____ EXCERPTED PASSAGE
Indulge in a healthy and delicious pizza option with a crispy, nutty multigrain crust topped with vibrant, roasted vegetables. This recipe blends the wholesome goodness of whole wheat, ragi flour, and oats to create a flavorful base, perfectly complemented by fresh, roasted vegetables and melted mozzarella cheese. It’s an easy-to-make, vegetarian dish that’s perfect for a weeknight dinner or weekend gathering.


Ingredients

Ingredient Quantity
Whole Wheat Flour 1 cup
Ragi Flour (Finger Millet / Nagli) 1/2 cup
Instant Oats (Oatmeal) 1/2 cup
Sesame Seeds (Til seeds) 1 tablespoon
Lukewarm Water (100 to 110°F) 3/4 cup
Honey 1 teaspoon
Active Dry Yeast 2 teaspoons
Salt To taste
Extra Virgin Olive Oil 1 tablespoon
Homemade Pizza and Pasta Sauce 1/4 cup
Mozzarella Cheese (grated or slices) 50 grams
Button Mushrooms (quartered) 10 pieces
Green Bell Pepper (Capsicum, thinly sliced) 1 medium-sized
Green Zucchini (quartered) 1 medium-sized
Dried Oregano or Pizza Seasoning 1 teaspoon
Salt and Pepper To taste

Preparation Time

  • 10 minutes (for dough preparation)
________
* **TASK 1**
Please shorten the paragraph in the multigrain pizza recipe above that begins "Indulge in a healthy" and keep its main facts.
* **TASK 2**
From the multigrain pizza recipe above, reproduce the text word for word. Begin at "Indulge in a" and stop after "or weekend gathering.".
____ RECORD LIST
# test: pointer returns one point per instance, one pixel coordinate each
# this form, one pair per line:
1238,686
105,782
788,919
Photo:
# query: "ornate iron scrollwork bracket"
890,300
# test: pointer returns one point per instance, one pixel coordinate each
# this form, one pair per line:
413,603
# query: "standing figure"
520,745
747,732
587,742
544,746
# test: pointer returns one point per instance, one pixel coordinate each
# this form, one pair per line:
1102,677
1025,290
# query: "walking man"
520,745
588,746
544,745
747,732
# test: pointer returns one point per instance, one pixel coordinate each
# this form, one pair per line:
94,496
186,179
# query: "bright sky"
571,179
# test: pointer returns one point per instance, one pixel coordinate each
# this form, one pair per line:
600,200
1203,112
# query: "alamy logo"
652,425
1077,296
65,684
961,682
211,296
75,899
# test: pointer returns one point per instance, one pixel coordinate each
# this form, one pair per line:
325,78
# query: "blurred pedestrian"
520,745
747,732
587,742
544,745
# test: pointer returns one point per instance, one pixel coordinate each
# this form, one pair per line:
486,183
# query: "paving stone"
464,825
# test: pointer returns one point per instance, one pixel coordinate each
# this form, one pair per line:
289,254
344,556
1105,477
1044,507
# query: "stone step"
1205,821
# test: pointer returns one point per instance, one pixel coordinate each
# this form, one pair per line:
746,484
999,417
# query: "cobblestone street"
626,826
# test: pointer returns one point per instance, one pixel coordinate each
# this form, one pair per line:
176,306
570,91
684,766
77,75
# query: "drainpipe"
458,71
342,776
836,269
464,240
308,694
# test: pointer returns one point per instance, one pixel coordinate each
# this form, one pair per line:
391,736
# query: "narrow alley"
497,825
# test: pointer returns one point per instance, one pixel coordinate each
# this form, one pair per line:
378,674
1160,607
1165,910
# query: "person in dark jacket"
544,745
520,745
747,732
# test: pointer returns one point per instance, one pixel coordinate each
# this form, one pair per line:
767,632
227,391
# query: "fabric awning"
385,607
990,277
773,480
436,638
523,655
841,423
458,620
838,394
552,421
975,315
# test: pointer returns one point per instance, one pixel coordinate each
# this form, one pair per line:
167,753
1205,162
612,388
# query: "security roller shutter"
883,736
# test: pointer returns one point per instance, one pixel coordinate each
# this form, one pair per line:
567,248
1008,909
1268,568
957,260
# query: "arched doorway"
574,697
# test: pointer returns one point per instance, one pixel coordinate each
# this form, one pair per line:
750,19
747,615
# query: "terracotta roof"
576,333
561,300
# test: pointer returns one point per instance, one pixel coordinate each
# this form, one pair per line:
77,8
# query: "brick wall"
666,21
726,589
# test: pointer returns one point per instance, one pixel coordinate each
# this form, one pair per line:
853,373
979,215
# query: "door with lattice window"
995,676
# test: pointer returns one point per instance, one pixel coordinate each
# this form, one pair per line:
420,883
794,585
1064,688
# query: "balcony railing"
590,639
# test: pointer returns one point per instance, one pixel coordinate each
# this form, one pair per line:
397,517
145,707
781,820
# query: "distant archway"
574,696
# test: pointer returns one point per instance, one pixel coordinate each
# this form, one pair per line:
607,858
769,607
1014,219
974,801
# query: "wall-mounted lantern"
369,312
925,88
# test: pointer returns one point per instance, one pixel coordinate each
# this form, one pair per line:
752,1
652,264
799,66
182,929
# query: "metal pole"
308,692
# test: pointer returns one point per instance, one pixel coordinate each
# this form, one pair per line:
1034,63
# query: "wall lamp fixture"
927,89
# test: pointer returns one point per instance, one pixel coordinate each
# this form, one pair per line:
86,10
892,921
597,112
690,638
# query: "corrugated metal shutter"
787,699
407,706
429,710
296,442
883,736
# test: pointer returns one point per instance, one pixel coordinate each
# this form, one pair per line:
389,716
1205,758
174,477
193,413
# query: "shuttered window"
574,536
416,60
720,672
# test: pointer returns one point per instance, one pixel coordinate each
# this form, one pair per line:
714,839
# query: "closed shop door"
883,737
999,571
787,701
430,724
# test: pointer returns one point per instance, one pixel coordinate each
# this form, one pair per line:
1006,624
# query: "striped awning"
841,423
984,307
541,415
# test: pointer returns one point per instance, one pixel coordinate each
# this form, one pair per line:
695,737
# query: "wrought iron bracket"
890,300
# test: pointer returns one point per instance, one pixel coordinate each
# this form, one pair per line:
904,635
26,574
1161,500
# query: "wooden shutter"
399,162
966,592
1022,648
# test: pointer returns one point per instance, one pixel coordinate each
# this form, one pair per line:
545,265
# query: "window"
________
* **CORRECT RESULT 1**
This healthy vegetarian pizza has a crispy, nutty crust made from whole wheat, ragi flour, and oats. It is topped with roasted vegetables and melted mozzarella, and it is easy to make for a weeknight dinner or a weekend gathering.

* **CORRECT RESULT 2**
Indulge in a healthy and delicious pizza option with a crispy, nutty multigrain crust topped with vibrant, roasted vegetables. This recipe blends the wholesome goodness of whole wheat, ragi flour, and oats to create a flavorful base, perfectly complemented by fresh, roasted vegetables and melted mozzarella cheese. It’s an easy-to-make, vegetarian dish that’s perfect for a weeknight dinner or weekend gathering.